- Opdrachten
[1] Beantwoord de volgende vragen over de tekst over Reves lezing:
(a) Waarom werd er een publiciteitsstunt bedacht?
(b) Met welk woord omschreef het Algemeen Dagblad het tumult in een Commentaar?
(c) Van wie ontving Reve terug in Frankrijk een bezorgde brief?
[2] Hervat de tekst over Reves lezing na de laatste zin die erin staat.

- Leestekst
Omdat de kaartverkoop tegenviel werd een publiciteitsstunt bedacht. Reve kondigde aan dat hij zou breken met de Kerk en enkele omstreden gedichten zou voordragen. De media reageerden gretig en de lezing raakte alsnog uitverkocht. Aan de volle zaal gaf de auteur vervolgens plechtig te kennen dat hij een ingeving had ontvangen van de Heilige Maagd om het geloof toch niet de rug toe te keren. Wat opnieuw de nodige publiciteit trok.
Het Algemeen Dagblad van 20 mei 1975 deed uitvoerig verslag van het tumult dat door de krant in een Commentaar 'onsmakelijk' werd genoemd: nadat de schrijver, in het zwart gekleed, had bekendgemaakt 'toch maar trouw te blijven aan de katholieke kerk (...) bevestigde Reves vriend Vincent S., onder gejuich en gefluit van het publiek' een zilveren kruis om de hals van de schrijver. 'Het af en toe door kreten als "fascist" of "egotripper" onderbroken optreden werd bekroond met het beloofde "uiterst rechtse" gedicht Voor Eigen Erf. In de daarop volgende stampij hief de dichter, begeleid door een deel van het Wilhelmus, een in een witte bokshandschoen gevatte vuist ten hemel; het zilveren kruis op zijn borst had inmiddels gezelschap gekregen van hamer en sikkel, hakenkruis en vredesteken.'
(*4)
Na achter het podium nog in aanvaring te zijn gekomen met André Haakmat, die aanwezig was namens diverse welzijnsverenigingen van Surinamers en Reve beschuldigde 'racistische gevoelens aan te wakkeren', vertrok de auteur 'in de ochtendschemering' weer naar Frankrijk, overigens zonder honorarium, want - aldus nog steeds het Algemeen Dagblad - 'toen het op betalen aankwam, bleek de kas leeg'.
Terug in Frankrijk ontving Reve een bezorgde brief van Steinmetz. Hij raadde de schrijver af ooit nog iets te ondernemen zoals in Kortrijk: "Er is prakties niemand, die ik een woord van waardering heb horen spreken over je uitlatingen". Overigens stak Steinmetz ook de hand in eigen boezem: "Ik heb je misschien te veel aangemoedigd, maar de zaken staan er zo voor. Men zegt: hij is gek geworden etc. Ik vind het lullig je het te schrijven, maar het moet. Ik zou je nog wat anders willen aanraden, wat je echt zou moeten doen. Je zou een verklaring moeten schrijven op de 1 of andere manier, waarin je alles uitlegt, en waarin je zeer genuanceerd uit de doeken doet, dat het in het geheel niet tegen de negers is geweest".

Rijen uit een set voor het labelen van punten
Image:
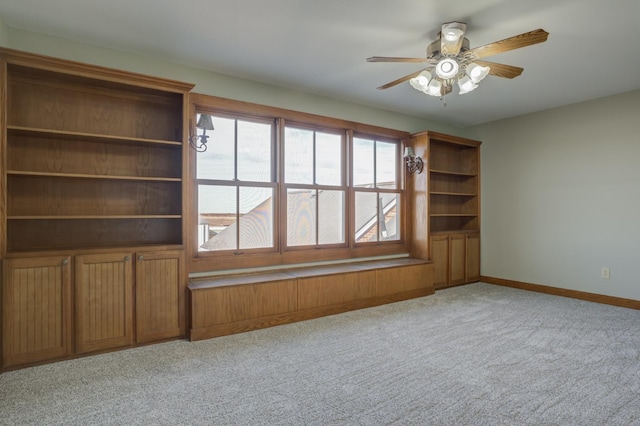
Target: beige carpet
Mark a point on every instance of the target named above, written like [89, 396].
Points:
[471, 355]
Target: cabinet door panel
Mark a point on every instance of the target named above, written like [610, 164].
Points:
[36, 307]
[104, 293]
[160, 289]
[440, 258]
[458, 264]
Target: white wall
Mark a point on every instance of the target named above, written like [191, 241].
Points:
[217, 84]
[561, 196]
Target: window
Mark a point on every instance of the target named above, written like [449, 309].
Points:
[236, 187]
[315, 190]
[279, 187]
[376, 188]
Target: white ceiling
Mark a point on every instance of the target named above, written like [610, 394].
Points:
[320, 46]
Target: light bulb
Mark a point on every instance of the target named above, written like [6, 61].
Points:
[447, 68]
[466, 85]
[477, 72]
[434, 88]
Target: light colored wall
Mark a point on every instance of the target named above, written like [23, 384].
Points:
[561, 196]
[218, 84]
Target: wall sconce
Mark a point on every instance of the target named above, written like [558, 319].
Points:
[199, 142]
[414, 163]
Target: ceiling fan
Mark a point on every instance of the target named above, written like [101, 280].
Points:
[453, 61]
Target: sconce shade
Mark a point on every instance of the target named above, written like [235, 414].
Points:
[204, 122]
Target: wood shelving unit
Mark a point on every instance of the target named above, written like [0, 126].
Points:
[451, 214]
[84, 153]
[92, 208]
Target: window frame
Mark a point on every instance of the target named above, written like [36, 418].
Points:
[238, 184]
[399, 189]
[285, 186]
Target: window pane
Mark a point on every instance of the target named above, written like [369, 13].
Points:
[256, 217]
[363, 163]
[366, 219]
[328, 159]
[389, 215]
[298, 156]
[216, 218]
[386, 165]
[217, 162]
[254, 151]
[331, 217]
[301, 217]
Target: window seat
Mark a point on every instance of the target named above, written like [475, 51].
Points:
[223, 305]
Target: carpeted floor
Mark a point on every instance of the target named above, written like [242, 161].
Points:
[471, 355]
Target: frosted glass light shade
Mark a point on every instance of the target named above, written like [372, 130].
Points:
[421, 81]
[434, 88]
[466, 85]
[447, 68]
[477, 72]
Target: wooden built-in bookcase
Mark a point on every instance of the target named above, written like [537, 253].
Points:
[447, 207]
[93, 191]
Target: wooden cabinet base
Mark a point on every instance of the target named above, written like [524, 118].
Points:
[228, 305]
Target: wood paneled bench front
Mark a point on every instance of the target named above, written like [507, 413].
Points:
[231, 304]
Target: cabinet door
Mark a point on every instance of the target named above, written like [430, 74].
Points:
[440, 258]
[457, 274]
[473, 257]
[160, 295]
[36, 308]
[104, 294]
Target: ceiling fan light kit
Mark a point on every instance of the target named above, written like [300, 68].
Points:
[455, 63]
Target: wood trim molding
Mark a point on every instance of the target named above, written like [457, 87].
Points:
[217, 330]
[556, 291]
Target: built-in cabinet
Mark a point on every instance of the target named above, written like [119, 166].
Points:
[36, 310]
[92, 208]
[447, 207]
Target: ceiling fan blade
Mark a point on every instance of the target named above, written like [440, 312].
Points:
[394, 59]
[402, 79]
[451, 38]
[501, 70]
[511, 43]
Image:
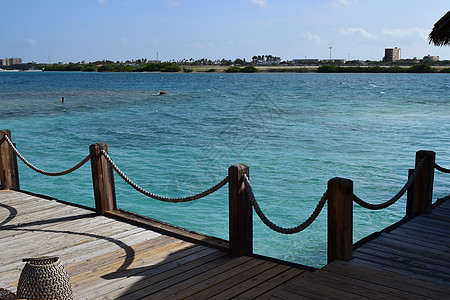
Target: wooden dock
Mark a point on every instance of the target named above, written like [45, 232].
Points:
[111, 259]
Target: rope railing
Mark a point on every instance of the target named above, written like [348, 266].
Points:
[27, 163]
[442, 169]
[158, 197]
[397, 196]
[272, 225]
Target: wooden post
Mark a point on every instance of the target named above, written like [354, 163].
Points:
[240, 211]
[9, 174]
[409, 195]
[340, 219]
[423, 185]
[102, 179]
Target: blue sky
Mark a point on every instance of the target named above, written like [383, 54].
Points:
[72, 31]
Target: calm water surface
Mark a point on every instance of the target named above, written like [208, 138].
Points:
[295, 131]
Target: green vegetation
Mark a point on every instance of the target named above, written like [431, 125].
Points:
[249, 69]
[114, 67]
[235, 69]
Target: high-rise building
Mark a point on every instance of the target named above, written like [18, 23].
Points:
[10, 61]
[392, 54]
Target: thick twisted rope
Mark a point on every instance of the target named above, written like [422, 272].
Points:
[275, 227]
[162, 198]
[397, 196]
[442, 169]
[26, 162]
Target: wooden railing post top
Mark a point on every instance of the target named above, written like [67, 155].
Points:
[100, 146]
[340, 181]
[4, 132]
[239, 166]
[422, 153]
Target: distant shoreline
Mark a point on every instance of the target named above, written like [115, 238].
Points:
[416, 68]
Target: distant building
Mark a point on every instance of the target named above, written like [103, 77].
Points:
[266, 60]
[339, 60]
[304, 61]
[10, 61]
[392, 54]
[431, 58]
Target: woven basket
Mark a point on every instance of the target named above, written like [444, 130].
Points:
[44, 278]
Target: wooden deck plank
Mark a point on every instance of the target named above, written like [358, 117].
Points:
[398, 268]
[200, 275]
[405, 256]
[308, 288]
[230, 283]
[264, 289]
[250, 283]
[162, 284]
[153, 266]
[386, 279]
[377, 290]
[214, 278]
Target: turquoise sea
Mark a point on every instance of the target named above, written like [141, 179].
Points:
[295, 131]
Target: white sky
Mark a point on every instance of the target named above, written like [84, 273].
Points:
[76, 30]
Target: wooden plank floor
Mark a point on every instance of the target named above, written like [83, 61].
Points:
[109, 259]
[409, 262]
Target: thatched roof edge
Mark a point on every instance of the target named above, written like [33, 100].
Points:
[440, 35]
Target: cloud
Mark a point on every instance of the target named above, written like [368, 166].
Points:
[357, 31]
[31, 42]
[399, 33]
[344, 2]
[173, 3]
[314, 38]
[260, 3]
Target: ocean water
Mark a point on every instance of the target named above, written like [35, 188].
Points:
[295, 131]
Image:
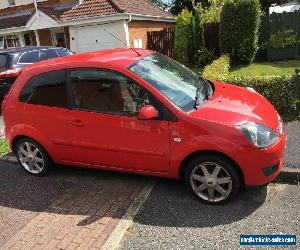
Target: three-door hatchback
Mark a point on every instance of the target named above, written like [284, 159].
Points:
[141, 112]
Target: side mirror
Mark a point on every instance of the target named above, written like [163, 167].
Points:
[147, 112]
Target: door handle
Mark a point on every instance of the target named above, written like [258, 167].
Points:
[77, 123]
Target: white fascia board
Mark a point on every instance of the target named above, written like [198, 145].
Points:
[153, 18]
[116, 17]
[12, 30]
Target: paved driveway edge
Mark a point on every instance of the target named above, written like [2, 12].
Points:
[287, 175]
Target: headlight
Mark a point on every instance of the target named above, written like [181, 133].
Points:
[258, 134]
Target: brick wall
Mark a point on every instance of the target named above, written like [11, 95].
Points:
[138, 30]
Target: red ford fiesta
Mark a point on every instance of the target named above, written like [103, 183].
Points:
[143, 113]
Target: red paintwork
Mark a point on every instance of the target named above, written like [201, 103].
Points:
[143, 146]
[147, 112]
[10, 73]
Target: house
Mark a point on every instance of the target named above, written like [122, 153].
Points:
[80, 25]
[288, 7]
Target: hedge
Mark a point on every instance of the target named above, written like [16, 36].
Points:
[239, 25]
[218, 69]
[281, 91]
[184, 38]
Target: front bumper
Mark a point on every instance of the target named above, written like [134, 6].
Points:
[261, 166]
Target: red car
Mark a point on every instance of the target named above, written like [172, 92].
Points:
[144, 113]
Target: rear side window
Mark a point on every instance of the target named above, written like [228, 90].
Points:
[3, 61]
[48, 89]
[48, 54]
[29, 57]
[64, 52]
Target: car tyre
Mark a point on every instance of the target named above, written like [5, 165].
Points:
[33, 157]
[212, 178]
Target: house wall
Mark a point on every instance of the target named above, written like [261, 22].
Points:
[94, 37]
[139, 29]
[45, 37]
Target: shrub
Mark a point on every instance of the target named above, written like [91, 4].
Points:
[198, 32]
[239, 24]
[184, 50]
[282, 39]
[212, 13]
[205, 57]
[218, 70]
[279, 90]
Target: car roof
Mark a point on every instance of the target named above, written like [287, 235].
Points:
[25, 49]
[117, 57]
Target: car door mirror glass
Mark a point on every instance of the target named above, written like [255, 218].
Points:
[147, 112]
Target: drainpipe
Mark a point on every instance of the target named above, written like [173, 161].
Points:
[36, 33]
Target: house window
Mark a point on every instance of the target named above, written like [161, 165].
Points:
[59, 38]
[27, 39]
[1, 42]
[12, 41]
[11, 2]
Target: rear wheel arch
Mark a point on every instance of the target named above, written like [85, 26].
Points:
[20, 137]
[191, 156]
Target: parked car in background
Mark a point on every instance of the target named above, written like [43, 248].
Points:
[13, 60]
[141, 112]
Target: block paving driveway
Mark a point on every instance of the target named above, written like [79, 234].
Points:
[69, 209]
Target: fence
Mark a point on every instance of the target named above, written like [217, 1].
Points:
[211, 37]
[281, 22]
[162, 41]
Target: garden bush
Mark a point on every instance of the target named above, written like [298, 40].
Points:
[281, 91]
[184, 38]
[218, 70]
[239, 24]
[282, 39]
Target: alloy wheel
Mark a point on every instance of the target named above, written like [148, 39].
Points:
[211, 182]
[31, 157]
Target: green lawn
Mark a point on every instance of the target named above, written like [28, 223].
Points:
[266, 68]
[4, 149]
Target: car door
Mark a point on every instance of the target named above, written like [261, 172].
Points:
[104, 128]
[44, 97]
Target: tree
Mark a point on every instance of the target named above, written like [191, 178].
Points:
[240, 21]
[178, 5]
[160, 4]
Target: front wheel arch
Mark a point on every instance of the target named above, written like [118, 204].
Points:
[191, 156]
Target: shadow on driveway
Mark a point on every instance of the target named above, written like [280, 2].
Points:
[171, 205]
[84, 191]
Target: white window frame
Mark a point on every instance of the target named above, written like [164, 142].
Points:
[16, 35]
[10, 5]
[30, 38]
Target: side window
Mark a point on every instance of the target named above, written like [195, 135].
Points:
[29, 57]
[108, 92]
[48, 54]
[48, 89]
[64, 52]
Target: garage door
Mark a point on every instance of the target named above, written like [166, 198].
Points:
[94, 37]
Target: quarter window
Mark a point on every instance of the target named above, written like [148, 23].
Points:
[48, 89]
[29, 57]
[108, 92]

- Gegeven antwoorden
[1]
(a) Omdat de kaartverkoop tegenviel.
(b) 'Onsmakelijk'.
(c) Van Steinmetz.

[2]
(*5)
Reve was zeer geroerd door dit advies en antwoordde: "Ja, het is een beetje een roekeloze stunt geweest, in Kortrijk. Wat ik erg lief en loyaal en trouw van je vind is, dat je in het geheel niet jouw aandeel loochent. Ik ben geen racist, maar heb nu de schijn wel een beetje tegen me."
(*6)
'nooit letterlijk bedoeld'
Op 30 mei 1975 nam de schrijver wijselijk gas terug in een Verklaring in Het Parool.
(*7) Hij schreef een en ander 'nooit letterlijk bedoeld' te hebben, "want ik ben geen racist en de neger heeft mijns inziens recht op een plaats onder de zon, gelijkwaardig aan die van de blanke. Ik heb echter door dit brute middel bij miljoenen gehoor gevonden voor mijn betoog, volgens hetwelk de immigratiepolitiek van de Nederlandse regering, die massaal mensen binnenlaat voor wie er in Nederland geen werk, geen woonruimte en geen toekomst is, en slechts verpaupering en criminaliteit in het verschiet liggen, tot een ramp zal moeten voeren."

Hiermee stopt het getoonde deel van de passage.